== Source extract ==
::::::::::
Turning Lemons Into Lemonade


The hot topic for public and private companies for the past few years has been the adoption of FASB Interpretation No. 48, Accounting for Uncertainty in Income Taxes (FIN 48). Many discussions have centered on the challenge and time commitment necessary to satisfy the FIN 48 requirements and the costs of getting the job done. It’s difficult enough to interpret all the rules and regulations that govern income taxes when filing tax returns; FIN 48 takes it to the next level. What we haven’t heard much about, however, are benefits that may come from the FIN 48 efforts. Let’s revisit FIN 48 and see how we can turn lemons into lemonade. 

FIN 48 Revisited


All companies issuing financial statements under generally accepted accounting principles must meet the requirement under FIN 48 for all income-based taxes, including federal, international, state, and local taxes. FIN 48 deals with “uncertainty” in income taxes. Before FIN 48, uncertain tax positions were treated as contingent liabilities and applied to a probable standard. Companies could consider detection risk and only record a tax liability when it was “probable” that they would be examined by a tax authority.

Under FIN 48, detection risk can no longer be considered. Companies must assume that they will be audited and that taxing authorities will have all the necessary facts available to evaluate all tax positions. Documentation to support tax filing positions is a must — especially if you’ve taken any “aggressive” tax positions — but even routine positions need to be considered.
::::::::::
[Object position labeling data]
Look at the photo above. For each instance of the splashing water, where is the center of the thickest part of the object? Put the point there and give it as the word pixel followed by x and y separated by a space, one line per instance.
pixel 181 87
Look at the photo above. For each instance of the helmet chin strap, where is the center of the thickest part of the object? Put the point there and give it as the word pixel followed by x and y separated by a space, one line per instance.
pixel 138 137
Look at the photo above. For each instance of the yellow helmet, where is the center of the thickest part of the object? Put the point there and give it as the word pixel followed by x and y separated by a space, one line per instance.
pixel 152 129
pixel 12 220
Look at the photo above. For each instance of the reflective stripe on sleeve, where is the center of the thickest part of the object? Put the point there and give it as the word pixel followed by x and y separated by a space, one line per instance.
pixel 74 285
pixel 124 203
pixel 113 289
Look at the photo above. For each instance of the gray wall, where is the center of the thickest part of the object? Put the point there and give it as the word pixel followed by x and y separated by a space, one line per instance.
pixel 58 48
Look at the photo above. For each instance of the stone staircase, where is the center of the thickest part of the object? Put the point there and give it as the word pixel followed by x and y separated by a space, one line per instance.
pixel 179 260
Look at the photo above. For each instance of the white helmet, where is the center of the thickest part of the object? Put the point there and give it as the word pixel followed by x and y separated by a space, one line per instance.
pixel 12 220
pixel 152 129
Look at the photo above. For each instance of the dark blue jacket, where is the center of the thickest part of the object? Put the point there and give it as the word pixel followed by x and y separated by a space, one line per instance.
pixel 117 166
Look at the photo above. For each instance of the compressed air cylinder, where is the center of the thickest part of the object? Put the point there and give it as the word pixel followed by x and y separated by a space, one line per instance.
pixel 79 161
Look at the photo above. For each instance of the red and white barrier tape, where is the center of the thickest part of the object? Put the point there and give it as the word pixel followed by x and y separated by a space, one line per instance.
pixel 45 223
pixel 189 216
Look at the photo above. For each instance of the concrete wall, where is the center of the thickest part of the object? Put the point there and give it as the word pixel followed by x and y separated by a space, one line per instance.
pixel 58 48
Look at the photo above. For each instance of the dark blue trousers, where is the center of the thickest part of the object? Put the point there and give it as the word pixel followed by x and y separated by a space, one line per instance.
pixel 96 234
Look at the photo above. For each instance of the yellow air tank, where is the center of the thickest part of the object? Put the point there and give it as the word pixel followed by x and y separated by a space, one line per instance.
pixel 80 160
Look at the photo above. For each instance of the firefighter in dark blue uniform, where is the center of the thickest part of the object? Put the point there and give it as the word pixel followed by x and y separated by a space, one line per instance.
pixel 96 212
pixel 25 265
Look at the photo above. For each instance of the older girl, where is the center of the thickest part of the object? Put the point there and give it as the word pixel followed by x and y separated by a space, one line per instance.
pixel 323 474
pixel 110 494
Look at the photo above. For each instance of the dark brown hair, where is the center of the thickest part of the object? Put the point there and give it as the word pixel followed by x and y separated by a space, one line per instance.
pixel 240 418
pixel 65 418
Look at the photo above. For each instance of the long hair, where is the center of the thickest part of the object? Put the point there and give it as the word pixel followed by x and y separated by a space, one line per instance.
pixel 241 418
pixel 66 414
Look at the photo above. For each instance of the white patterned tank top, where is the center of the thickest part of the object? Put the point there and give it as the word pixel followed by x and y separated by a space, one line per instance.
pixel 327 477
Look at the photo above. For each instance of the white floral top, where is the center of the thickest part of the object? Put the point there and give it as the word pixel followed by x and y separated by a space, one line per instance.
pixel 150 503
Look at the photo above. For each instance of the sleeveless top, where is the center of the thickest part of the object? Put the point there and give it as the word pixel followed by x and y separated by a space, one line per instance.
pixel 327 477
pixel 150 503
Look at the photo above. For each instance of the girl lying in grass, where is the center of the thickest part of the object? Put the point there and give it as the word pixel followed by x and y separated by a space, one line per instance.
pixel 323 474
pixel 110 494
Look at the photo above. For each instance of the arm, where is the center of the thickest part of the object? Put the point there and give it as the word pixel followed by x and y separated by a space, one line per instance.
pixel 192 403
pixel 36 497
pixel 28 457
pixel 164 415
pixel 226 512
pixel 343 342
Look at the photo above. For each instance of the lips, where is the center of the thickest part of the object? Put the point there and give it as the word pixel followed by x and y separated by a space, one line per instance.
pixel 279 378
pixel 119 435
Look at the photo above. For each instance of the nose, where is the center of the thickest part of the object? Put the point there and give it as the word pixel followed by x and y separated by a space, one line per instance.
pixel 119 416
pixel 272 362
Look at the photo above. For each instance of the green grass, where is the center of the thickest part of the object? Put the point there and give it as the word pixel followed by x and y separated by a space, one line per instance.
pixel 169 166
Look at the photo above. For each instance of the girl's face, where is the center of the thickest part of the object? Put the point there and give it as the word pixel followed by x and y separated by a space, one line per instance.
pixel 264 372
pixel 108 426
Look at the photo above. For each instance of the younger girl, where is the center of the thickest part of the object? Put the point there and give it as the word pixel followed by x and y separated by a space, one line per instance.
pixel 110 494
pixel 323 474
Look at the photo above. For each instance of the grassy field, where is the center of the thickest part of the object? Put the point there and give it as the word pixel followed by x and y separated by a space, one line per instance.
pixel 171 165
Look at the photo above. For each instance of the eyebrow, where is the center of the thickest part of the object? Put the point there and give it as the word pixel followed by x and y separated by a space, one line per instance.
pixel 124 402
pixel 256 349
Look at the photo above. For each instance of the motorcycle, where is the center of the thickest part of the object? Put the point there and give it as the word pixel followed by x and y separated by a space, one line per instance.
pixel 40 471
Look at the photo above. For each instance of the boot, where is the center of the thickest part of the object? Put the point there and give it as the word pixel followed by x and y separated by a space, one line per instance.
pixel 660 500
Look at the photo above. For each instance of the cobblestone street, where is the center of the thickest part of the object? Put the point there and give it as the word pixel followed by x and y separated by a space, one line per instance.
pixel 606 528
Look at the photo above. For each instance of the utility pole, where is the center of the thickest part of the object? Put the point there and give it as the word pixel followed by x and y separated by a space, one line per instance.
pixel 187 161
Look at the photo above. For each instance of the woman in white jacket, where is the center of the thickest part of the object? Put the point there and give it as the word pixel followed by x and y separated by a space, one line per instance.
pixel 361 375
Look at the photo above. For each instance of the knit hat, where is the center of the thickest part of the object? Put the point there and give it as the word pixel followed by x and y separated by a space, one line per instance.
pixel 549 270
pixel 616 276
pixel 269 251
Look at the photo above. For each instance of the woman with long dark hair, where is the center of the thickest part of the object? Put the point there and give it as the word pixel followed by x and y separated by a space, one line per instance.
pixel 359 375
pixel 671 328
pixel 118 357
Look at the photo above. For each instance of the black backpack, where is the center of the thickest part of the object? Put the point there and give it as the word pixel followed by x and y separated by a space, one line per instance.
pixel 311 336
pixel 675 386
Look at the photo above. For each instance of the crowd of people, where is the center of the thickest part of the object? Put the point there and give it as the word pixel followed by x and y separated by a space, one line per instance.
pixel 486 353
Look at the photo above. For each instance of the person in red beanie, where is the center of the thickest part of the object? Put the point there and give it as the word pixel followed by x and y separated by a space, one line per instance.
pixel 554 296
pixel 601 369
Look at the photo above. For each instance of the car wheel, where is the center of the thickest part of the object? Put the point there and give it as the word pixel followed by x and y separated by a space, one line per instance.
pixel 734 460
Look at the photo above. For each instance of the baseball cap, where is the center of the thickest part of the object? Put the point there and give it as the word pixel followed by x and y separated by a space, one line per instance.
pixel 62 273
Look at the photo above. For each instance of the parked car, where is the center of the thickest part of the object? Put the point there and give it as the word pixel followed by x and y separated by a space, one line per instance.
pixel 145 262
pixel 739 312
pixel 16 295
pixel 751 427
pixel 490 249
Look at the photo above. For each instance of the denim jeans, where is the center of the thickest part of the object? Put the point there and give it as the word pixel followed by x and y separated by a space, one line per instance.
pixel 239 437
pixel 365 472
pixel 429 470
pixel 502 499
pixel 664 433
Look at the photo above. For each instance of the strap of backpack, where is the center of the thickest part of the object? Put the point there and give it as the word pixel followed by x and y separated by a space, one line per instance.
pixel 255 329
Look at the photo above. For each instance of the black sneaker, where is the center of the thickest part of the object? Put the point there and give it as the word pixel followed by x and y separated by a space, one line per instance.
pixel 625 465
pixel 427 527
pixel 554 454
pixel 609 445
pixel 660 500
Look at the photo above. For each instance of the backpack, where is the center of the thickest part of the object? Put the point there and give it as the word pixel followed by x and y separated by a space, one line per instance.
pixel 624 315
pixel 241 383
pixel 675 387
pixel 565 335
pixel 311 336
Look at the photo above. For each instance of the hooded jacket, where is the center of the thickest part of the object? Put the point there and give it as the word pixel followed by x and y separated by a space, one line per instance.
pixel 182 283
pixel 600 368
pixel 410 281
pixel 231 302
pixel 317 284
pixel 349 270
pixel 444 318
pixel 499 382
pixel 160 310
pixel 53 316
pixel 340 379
::::::::::
== Written problem 1 ==
List the kinds of income-based taxes that the FIN 48 article names as falling under the FIN 48 requirement.
== Written problem 2 ==
According to the FIN 48 article, how were uncertain tax positions treated before FIN 48?
== Written problem 3 ==
Translate this sentence from the FIN 48 article into Spanish: "Under FIN 48, detection risk can no longer be considered."
The data are not needed for any of the tasks.

== Final answer 1 ==
Federal, international, state, and local taxes.

== Final answer 2 ==
They were treated as contingent liabilities and applied to a probable standard.

== Final answer 3 ==
Según la FIN 48, el riesgo de detección ya no puede tenerse en cuenta.